Copy each line of the following data that contains "identify".

• [PROVIDED INFORMATION]:
--------------------------------
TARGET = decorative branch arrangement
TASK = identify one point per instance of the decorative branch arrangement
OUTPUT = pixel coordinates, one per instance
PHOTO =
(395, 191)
--------------------------------
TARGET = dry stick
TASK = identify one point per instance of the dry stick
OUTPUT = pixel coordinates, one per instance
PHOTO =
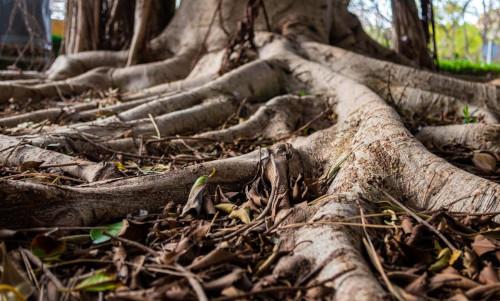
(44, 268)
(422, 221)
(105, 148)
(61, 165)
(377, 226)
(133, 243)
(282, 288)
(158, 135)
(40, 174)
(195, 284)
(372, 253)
--------------------------------
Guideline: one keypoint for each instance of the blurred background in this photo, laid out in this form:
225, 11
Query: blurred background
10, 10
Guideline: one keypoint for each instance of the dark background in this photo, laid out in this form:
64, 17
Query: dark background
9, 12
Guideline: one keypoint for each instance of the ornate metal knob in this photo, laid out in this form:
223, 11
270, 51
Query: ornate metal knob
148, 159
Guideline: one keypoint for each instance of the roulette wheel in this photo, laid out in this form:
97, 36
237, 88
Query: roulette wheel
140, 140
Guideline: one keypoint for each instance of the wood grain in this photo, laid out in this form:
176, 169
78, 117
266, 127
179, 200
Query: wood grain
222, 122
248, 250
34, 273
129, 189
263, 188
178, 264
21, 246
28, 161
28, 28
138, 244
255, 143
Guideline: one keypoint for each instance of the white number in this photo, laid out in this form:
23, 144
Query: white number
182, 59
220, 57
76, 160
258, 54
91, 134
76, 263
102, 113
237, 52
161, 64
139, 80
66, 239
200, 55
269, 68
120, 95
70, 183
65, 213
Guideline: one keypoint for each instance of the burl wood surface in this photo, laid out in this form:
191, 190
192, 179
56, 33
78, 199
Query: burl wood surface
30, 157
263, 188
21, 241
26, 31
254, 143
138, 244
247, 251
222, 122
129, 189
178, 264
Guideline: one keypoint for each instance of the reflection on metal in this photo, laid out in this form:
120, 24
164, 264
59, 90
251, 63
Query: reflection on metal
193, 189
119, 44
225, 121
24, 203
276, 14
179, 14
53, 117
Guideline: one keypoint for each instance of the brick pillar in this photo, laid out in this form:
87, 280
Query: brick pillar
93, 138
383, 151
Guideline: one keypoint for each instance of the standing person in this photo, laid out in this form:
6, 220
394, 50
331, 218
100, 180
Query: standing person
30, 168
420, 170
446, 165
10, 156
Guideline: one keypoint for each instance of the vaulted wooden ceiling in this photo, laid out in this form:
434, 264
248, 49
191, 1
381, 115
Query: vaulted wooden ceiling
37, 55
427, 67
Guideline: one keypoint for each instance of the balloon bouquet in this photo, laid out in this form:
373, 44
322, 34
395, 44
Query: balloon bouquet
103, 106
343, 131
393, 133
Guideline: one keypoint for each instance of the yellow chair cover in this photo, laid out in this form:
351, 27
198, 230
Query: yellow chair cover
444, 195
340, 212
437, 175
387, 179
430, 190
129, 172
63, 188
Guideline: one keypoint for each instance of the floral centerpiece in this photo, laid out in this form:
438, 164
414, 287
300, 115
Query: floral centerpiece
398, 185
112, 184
--------------------------------
• [RESULT OF THE TASK]:
TASK = identify one point per instance of the decorative branch arrangement
TASK = identify one point per instance of the dry stick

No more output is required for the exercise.